**What is being asked:** Return only the line containing "Tag every instance of the yellow" and each line after it, exactly as written, through the end of the records.

-- Opening Marker --

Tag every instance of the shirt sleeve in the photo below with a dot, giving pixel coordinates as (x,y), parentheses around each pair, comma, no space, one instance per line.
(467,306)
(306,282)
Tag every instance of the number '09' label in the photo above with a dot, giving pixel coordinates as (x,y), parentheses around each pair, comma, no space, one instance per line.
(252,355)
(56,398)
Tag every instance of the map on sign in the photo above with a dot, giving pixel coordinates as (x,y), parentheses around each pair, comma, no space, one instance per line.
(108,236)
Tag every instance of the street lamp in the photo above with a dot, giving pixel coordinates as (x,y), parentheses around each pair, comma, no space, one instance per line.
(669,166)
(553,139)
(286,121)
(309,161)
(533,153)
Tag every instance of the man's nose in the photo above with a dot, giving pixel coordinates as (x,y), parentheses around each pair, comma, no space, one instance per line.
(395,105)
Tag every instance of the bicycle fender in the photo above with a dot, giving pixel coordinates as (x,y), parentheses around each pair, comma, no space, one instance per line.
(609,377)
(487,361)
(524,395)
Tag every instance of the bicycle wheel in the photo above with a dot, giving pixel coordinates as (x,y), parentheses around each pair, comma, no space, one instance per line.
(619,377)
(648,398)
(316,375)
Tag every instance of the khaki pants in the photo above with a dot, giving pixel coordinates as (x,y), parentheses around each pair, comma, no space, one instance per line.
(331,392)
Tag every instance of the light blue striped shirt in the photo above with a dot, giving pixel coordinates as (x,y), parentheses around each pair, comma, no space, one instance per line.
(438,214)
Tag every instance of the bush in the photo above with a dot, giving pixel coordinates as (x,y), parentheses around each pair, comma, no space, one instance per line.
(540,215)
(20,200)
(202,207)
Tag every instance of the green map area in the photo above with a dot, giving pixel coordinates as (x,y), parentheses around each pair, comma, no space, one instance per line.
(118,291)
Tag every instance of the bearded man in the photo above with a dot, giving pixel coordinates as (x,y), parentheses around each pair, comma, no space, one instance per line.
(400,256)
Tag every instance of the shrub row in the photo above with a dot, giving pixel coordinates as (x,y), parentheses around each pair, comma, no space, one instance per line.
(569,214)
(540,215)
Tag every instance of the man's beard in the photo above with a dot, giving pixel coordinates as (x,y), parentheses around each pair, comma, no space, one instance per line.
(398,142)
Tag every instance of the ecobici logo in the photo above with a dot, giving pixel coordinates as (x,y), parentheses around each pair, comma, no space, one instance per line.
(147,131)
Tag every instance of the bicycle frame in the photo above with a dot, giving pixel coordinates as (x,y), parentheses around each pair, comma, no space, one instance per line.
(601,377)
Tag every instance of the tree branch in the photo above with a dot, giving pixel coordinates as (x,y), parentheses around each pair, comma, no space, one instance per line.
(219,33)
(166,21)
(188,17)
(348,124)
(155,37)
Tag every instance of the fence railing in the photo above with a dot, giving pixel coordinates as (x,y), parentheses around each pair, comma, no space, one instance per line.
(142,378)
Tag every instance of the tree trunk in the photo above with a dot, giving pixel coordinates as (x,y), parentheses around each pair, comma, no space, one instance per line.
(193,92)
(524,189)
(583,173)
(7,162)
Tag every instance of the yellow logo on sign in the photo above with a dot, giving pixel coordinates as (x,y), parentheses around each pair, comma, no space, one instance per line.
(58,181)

-- Closing Marker --

**Response to this exercise:**
Tag every instance of the yellow logo on sign in the photo above with a dot, giving pixel coordinates as (x,y), parentheses around each pair, comma, no space, one instance per line.
(58,181)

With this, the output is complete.